[Stored records]

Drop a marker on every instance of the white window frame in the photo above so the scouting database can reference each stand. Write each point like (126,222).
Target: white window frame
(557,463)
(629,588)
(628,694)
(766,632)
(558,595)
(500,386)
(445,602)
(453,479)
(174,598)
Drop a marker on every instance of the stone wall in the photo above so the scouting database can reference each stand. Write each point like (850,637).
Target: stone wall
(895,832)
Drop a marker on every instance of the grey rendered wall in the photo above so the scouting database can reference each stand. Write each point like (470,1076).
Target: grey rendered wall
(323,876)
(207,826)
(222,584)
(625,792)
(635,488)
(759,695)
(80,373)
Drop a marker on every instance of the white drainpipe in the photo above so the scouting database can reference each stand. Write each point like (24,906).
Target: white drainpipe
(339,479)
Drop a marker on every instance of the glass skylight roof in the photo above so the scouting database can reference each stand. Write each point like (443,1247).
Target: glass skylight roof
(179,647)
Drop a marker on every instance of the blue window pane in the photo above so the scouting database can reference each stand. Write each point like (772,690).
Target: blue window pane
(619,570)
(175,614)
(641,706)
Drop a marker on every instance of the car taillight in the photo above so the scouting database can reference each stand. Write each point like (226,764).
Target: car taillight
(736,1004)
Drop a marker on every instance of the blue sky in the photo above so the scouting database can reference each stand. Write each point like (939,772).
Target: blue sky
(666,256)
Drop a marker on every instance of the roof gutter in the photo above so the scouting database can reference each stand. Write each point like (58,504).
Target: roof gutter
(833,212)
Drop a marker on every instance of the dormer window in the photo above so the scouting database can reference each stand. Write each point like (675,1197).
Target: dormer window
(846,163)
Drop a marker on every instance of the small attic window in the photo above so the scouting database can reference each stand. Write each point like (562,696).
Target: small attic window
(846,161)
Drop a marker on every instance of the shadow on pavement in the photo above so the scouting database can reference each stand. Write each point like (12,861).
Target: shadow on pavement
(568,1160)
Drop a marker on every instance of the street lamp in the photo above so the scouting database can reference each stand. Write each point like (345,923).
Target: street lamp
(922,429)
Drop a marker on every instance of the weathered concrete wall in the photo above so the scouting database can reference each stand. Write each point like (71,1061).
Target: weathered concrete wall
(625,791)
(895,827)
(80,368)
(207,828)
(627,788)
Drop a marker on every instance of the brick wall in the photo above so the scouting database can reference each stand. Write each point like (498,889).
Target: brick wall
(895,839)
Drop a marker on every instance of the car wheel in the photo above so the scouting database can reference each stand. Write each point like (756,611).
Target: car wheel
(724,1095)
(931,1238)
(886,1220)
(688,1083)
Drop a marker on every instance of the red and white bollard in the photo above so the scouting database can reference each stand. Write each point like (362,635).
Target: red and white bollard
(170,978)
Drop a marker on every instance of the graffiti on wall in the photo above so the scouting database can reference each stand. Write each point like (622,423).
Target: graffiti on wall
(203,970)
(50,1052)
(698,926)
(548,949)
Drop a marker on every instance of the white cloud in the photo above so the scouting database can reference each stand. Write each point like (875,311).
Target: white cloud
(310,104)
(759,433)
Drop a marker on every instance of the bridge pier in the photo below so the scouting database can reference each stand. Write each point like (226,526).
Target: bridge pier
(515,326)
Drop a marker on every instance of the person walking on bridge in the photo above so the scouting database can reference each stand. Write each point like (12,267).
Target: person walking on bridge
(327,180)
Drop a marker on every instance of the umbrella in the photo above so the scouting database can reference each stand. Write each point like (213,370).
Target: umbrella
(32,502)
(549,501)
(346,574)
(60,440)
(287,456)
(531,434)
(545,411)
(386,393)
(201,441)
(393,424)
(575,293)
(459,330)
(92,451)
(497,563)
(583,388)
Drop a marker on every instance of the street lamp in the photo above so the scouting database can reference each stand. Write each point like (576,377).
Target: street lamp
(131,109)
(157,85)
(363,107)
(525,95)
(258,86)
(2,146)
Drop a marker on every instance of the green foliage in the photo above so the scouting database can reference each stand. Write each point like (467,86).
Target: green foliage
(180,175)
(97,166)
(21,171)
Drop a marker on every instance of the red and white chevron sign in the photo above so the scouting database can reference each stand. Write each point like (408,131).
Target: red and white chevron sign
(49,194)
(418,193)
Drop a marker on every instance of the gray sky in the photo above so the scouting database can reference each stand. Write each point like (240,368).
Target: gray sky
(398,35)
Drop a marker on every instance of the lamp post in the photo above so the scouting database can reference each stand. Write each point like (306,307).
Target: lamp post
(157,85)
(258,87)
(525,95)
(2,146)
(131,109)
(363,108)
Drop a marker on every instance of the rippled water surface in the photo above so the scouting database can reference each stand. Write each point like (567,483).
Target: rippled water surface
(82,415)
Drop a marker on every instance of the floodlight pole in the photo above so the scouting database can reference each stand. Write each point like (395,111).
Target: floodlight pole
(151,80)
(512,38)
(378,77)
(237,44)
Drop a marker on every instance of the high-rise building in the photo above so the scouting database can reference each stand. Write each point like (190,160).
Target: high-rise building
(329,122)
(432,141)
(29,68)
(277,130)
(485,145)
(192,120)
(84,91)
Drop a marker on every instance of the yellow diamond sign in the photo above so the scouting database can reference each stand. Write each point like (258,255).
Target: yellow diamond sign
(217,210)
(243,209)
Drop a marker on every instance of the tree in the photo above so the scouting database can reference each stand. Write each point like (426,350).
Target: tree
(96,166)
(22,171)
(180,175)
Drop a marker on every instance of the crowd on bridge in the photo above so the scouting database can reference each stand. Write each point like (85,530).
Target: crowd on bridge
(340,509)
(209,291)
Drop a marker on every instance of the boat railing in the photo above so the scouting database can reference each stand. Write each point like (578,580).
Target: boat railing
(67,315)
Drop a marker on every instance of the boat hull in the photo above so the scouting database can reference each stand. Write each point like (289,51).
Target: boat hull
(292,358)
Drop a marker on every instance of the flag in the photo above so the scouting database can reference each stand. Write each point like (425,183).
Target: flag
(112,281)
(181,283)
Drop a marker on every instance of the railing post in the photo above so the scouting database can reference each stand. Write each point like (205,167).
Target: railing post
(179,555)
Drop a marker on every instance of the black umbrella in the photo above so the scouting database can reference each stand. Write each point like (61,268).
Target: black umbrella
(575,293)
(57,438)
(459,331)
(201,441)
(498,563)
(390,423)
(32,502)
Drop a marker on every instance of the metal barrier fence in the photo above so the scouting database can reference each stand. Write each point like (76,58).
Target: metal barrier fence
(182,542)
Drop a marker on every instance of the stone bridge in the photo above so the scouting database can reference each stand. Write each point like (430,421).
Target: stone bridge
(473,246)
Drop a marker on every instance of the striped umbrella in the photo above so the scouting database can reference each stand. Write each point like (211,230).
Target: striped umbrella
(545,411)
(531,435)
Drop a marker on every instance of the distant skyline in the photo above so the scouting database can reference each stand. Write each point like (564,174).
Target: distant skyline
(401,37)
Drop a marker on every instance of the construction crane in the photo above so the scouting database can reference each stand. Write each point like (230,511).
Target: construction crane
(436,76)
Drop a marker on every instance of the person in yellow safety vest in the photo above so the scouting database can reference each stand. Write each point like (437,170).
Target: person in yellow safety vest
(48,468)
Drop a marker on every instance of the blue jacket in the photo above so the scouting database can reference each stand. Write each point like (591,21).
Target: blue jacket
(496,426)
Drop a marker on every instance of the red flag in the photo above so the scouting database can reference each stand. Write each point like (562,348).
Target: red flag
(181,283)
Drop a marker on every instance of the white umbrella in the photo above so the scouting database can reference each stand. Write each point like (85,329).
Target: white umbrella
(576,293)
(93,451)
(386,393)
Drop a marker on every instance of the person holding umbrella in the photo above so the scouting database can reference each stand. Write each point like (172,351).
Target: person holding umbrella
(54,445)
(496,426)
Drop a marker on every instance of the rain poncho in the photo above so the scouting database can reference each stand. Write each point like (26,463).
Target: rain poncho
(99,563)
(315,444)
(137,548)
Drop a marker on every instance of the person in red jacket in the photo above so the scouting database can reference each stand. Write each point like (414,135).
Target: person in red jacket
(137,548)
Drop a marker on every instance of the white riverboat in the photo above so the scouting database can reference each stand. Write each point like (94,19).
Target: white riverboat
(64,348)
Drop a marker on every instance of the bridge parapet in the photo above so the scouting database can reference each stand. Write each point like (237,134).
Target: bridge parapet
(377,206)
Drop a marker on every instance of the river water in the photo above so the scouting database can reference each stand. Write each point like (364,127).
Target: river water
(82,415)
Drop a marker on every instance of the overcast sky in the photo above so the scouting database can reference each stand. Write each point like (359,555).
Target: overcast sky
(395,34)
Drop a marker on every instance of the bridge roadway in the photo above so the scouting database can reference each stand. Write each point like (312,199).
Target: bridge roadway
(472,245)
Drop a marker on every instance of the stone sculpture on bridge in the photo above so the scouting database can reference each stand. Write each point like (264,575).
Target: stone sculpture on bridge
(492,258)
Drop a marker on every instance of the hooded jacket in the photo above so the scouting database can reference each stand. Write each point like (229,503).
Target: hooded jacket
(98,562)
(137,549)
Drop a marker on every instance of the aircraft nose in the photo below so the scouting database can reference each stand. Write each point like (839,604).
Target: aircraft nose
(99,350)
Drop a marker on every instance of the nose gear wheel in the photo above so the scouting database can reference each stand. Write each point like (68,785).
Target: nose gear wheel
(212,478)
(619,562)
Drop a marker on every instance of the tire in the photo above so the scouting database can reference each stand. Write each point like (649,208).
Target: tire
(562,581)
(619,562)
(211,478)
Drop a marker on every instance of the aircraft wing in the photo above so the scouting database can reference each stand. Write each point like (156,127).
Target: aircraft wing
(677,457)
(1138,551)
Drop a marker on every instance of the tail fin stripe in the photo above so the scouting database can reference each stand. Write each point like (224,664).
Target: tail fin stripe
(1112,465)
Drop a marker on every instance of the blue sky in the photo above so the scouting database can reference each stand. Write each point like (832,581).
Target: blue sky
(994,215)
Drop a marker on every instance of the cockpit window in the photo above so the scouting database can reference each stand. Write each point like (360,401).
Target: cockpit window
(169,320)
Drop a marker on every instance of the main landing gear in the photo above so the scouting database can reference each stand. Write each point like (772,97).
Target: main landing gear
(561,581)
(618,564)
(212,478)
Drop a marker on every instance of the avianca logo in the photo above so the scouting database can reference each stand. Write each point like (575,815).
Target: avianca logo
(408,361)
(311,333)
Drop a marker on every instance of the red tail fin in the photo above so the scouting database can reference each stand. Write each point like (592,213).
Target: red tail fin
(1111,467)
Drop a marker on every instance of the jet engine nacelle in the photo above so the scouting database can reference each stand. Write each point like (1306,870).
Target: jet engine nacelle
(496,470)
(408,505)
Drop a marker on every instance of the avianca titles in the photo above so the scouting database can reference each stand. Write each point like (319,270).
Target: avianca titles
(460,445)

[Objective] Could you rewrite the records from the line with "Drop a marker on every instance of the main" through the end of the records, replacing "tail fin" with "vertical stabilizer" and leaving everything else unchanged?

[Full output]
Drop a marker on every instance of the main landing gear in the photo above so the scouting database can reference each stand. Write each point like (772,97).
Target: main landing gear
(561,581)
(618,564)
(212,478)
Drop a marker on every instance of the avianca logo in the photo above so the scouting database can reference each stand. Write each point like (575,815).
Target: avianca logo
(408,361)
(311,333)
Drop a marker on every instance of the red vertical stabilizer in the photo above so the scouting database can reference each stand. Write each point like (592,213).
Target: red vertical stabilizer
(1111,467)
Drop a marker on every instance of the jet engine nacelle in the photo above so the scouting database can reference each stand. Write each point like (1306,870).
Target: jet engine nacelle
(496,470)
(408,505)
Drop a marker on every instance of the avianca titles in the photo above so the scouting database can reference each stand. Write each point like (319,270).
Target: avianca titles
(460,445)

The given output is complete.